_RAW DATA_

------------------------------------------------------------

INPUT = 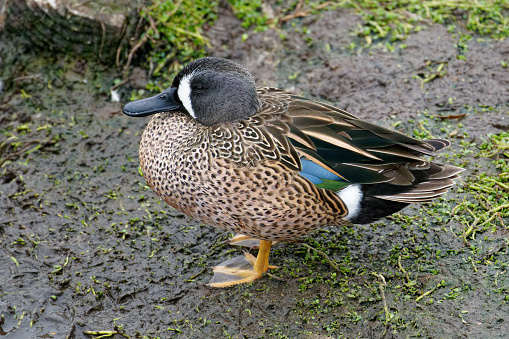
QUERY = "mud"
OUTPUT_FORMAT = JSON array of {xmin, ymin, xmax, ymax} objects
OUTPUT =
[{"xmin": 0, "ymin": 2, "xmax": 509, "ymax": 338}]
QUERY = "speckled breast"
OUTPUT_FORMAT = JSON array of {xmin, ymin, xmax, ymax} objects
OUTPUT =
[{"xmin": 140, "ymin": 113, "xmax": 343, "ymax": 241}]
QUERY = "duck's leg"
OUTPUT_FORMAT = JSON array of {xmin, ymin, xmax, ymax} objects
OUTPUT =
[{"xmin": 208, "ymin": 240, "xmax": 277, "ymax": 287}]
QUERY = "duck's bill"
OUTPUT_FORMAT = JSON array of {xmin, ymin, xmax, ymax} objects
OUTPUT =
[{"xmin": 122, "ymin": 88, "xmax": 182, "ymax": 117}]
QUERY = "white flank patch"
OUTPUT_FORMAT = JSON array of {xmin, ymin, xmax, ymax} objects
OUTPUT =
[
  {"xmin": 110, "ymin": 89, "xmax": 120, "ymax": 102},
  {"xmin": 177, "ymin": 73, "xmax": 196, "ymax": 119},
  {"xmin": 338, "ymin": 184, "xmax": 362, "ymax": 220}
]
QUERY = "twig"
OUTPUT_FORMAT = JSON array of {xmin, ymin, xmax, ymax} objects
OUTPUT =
[
  {"xmin": 124, "ymin": 34, "xmax": 148, "ymax": 76},
  {"xmin": 415, "ymin": 280, "xmax": 444, "ymax": 302},
  {"xmin": 371, "ymin": 272, "xmax": 391, "ymax": 326}
]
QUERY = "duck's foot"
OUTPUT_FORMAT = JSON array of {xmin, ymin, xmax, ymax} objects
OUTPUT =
[
  {"xmin": 208, "ymin": 240, "xmax": 277, "ymax": 287},
  {"xmin": 224, "ymin": 233, "xmax": 277, "ymax": 249}
]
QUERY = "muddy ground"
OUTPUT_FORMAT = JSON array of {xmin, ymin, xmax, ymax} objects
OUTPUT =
[{"xmin": 0, "ymin": 2, "xmax": 509, "ymax": 338}]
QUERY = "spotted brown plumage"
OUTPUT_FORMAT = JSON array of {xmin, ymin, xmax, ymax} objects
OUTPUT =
[{"xmin": 124, "ymin": 58, "xmax": 462, "ymax": 287}]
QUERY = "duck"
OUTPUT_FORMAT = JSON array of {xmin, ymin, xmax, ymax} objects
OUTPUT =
[{"xmin": 123, "ymin": 57, "xmax": 463, "ymax": 287}]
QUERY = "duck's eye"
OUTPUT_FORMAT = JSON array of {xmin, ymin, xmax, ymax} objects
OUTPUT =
[{"xmin": 193, "ymin": 84, "xmax": 205, "ymax": 93}]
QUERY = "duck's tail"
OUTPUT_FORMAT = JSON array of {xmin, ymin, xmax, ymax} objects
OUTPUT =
[{"xmin": 338, "ymin": 141, "xmax": 464, "ymax": 224}]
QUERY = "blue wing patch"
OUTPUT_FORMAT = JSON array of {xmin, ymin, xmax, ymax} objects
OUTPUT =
[{"xmin": 299, "ymin": 158, "xmax": 350, "ymax": 191}]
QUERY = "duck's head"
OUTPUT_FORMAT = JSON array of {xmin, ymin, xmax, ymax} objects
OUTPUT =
[{"xmin": 123, "ymin": 57, "xmax": 260, "ymax": 126}]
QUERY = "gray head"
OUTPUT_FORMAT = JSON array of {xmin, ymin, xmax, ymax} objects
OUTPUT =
[{"xmin": 123, "ymin": 58, "xmax": 260, "ymax": 126}]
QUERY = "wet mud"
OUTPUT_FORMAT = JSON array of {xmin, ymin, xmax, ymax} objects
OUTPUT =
[{"xmin": 0, "ymin": 2, "xmax": 509, "ymax": 338}]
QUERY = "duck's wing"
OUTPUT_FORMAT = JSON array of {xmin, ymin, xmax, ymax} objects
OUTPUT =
[{"xmin": 252, "ymin": 88, "xmax": 462, "ymax": 203}]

------------------------------------------------------------

_WHAT TO DO_
Copy the listing over exactly, skipping the pictures it holds.

_EXPECTED OUTPUT_
INPUT = 
QUERY = "mud"
OUTPUT_FORMAT = JSON array of {xmin, ymin, xmax, ymax} objects
OUTPUT =
[{"xmin": 0, "ymin": 2, "xmax": 509, "ymax": 338}]
QUERY = "speckled breast"
OUTPUT_FORMAT = JSON array of {xmin, ymin, xmax, ymax} objects
OUTPUT =
[{"xmin": 140, "ymin": 113, "xmax": 343, "ymax": 241}]
QUERY = "duck's leg"
OUTPUT_FORMAT = JSON array of {xmin, ymin, xmax, ymax} objects
OUTPUT =
[{"xmin": 208, "ymin": 240, "xmax": 277, "ymax": 287}]
QUERY = "duck's bill"
OUTPUT_FORMAT = JSON array of {xmin, ymin, xmax, ymax} objects
OUTPUT =
[{"xmin": 122, "ymin": 88, "xmax": 182, "ymax": 117}]
QUERY = "white flank patch"
OUTPUT_FORMAT = JSON array of {xmin, ymin, xmax, ymax} objects
OUTPUT =
[
  {"xmin": 110, "ymin": 89, "xmax": 120, "ymax": 102},
  {"xmin": 177, "ymin": 73, "xmax": 196, "ymax": 119},
  {"xmin": 338, "ymin": 184, "xmax": 362, "ymax": 220}
]
QUERY = "twig"
OUTPUT_FORMAT = JSON array of {xmin, ymin, xmax, ymax} objects
OUTPUT =
[
  {"xmin": 124, "ymin": 34, "xmax": 148, "ymax": 76},
  {"xmin": 415, "ymin": 280, "xmax": 444, "ymax": 302},
  {"xmin": 371, "ymin": 272, "xmax": 391, "ymax": 326}
]
QUERY = "duck's foot"
OUTPUT_FORMAT = JSON array of {xmin, ymin, xmax, ymax} objects
OUTPUT =
[
  {"xmin": 208, "ymin": 240, "xmax": 277, "ymax": 287},
  {"xmin": 224, "ymin": 233, "xmax": 277, "ymax": 249}
]
QUERY = "muddy ground"
OUTPUT_FORMAT = JSON array of {xmin, ymin, xmax, ymax} objects
OUTPUT =
[{"xmin": 0, "ymin": 2, "xmax": 509, "ymax": 338}]
QUERY = "spotted brown plumage"
OUTPUT_FORMAT = JSON array of {xmin, ymin, xmax, ymax} objects
OUTPUT =
[{"xmin": 124, "ymin": 58, "xmax": 462, "ymax": 287}]
QUERY = "duck"
OUTPUT_FORMAT = JSON array of {xmin, ymin, xmax, ymax} objects
OUTPUT =
[{"xmin": 123, "ymin": 57, "xmax": 463, "ymax": 287}]
QUERY = "duck's eye"
OUTPUT_FORMAT = JSON array of {xmin, ymin, xmax, ymax} objects
OUTPUT =
[{"xmin": 193, "ymin": 84, "xmax": 205, "ymax": 93}]
QUERY = "duck's tail"
OUTPUT_FORMAT = JSON array of {xmin, ymin, xmax, ymax} objects
OUTPUT =
[{"xmin": 338, "ymin": 141, "xmax": 464, "ymax": 224}]
QUERY = "blue wing patch"
OUTPUT_FORMAT = JSON array of {xmin, ymin, xmax, ymax} objects
OUTPUT =
[{"xmin": 299, "ymin": 158, "xmax": 350, "ymax": 191}]
QUERY = "duck's head"
OUTPUT_FORMAT = JSON array of {xmin, ymin, xmax, ymax} objects
OUTPUT =
[{"xmin": 123, "ymin": 57, "xmax": 260, "ymax": 126}]
QUERY = "gray head"
OUTPUT_FORMAT = JSON array of {xmin, ymin, xmax, ymax} objects
OUTPUT =
[{"xmin": 123, "ymin": 58, "xmax": 260, "ymax": 126}]
QUERY = "wet mud"
OUTPUT_FORMAT = JSON array of {xmin, ymin, xmax, ymax} objects
OUTPUT =
[{"xmin": 0, "ymin": 2, "xmax": 509, "ymax": 338}]
QUERY = "duck's wing"
OUTPUT_FORMAT = JSON array of {xmin, ymin, xmax, ymax} objects
OUTPUT =
[{"xmin": 252, "ymin": 88, "xmax": 462, "ymax": 203}]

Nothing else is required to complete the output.